Excerto:
──────────

4. No âmbito de processo de insolvência:
a) O processo de insolvência, incluindo todos os seus incidentes, apensos e recursos. – cfr. n.º 1 do art. 9.º do Decreto-Lei n.º 53/2004, de 18 de Março;
b) Os registos de sentenças e despachos proferidos no processo de insolvência, bem como os de quaisquer atos de apreensão de bens da massa insolvente ou praticados no âmbito da administração e liquidação dessa massa ou previstos em plano de insolvência ou de pagamentos. – cfr. n.º 5 do art. 9.º do Decreto-Lei n.º 53/2004, de 18 de Março;
c) O processo especial de revitalização – cfr. n.º 3 do art. 17.º-A do Decreto-Lei n.º 53/2004, de 18 de Março;
d) O processo especial para acordo de pagamento – cfr. n.º 3 do art. 222.º-A do Decreto-Lei n.º 53/2004, de 18 de Março;
5. No âmbito do Regime Geral do Processo Tutelar Cível:
Correm durante as férias judiciais os processos tutelares cíveis cuja demora possa causar prejuízo aos interesses da criança.
- cfr. art. 13.º da Lei n.º 141/2015, de 08 de Setembro.
6. No âmbito do Processo Penal:
Determinam os n.ºs 1 e 2 do art. 103.º do C.P.P. que “Os actos processuais praticam-se nos dias úteis, às horas de expediente dos serviços de justiça e fora do período de férias judiciais (…), Excetuam-se do disposto no número anterior:”

──────────

Tarefa escrita 1:
Responda, com base no excerto:
(a) Que lei é citada a propósito do Regime Geral do Processo Tutelar Cível?
(b) Segundo o n.º 1 do art. 103.º do C.P.P., em que dias se praticam os atos processuais?
(c) Que disposição do Decreto-Lei n.º 53/2004 é indicada para o processo especial de revitalização?
O excerto e os registos não têm qualquer relação entre si.

──────────

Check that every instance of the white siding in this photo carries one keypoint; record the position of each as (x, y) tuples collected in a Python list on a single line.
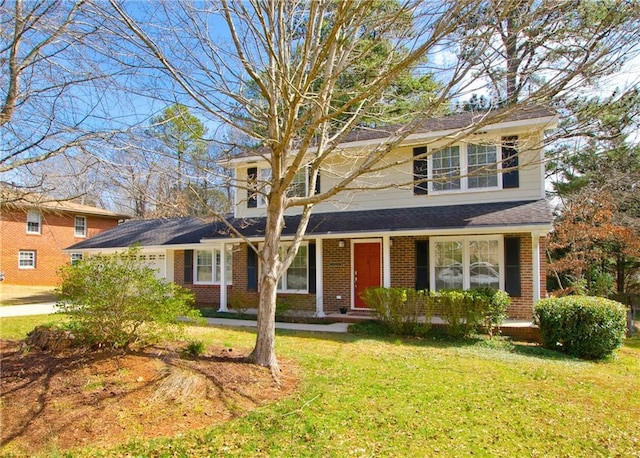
[(531, 177)]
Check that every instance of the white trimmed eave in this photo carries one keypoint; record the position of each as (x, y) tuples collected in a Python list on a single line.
[(190, 246), (536, 229), (535, 124)]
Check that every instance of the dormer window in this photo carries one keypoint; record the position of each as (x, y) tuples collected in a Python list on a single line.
[(80, 226), (34, 222)]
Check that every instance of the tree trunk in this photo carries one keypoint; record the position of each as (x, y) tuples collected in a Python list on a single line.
[(264, 353), (620, 271)]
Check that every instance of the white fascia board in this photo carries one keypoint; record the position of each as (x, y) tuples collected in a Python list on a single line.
[(144, 249), (544, 123), (538, 229)]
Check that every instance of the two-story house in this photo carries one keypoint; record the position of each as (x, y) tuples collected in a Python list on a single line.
[(473, 215), (34, 232)]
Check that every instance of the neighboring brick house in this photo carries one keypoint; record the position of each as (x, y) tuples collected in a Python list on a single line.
[(476, 216), (34, 235)]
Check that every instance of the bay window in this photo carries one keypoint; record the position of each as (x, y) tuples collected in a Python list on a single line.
[(467, 262)]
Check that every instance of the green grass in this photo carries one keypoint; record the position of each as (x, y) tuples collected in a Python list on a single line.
[(16, 328), (376, 396)]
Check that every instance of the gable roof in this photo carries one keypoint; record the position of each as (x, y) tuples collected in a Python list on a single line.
[(188, 231), (151, 232), (451, 122), (13, 198)]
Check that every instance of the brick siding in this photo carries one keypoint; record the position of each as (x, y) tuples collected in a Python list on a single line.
[(337, 277), (57, 233)]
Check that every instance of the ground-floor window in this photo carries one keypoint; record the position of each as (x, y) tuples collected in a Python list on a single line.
[(208, 266), (467, 262), (26, 259)]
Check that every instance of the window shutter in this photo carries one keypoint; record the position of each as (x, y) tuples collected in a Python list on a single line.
[(252, 269), (420, 172), (512, 280), (422, 264), (317, 189), (311, 250), (252, 179), (188, 266), (510, 179)]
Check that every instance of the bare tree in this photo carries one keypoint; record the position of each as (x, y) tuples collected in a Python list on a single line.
[(291, 54), (59, 91)]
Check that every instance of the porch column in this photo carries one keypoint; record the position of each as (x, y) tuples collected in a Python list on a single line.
[(319, 282), (386, 261), (535, 265), (223, 278)]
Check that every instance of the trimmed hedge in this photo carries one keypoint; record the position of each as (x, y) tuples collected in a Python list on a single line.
[(583, 326), (401, 309), (405, 311)]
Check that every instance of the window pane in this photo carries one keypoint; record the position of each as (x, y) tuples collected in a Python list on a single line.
[(80, 226), (33, 222), (297, 272), (298, 187), (264, 186), (27, 259), (482, 166), (204, 266), (229, 265), (484, 268), (217, 270), (448, 265), (446, 169)]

──────────

Tarefa escrita 2:
Por favor, apresente em forma de lista numerada as linhas dos registos entre a que contém "Check that every instance of the ground-floor" e a que contém "[(208, 266), (467, 262), (26, 259)]", inclusive, omitindo as linhas em branco.

Resposta do exercício 1:
(a) A Lei n.º 141/2015, de 08 de Setembro (art. 13.º).
(b) Nos dias úteis.
(c) O n.º 3 do art. 17.º-A.

Resposta do exercício 2:
1. Check that every instance of the ground-floor window in this photo carries one keypoint; record the position of each as (x, y) tuples collected in a Python list on a single line.
2. [(208, 266), (467, 262), (26, 259)]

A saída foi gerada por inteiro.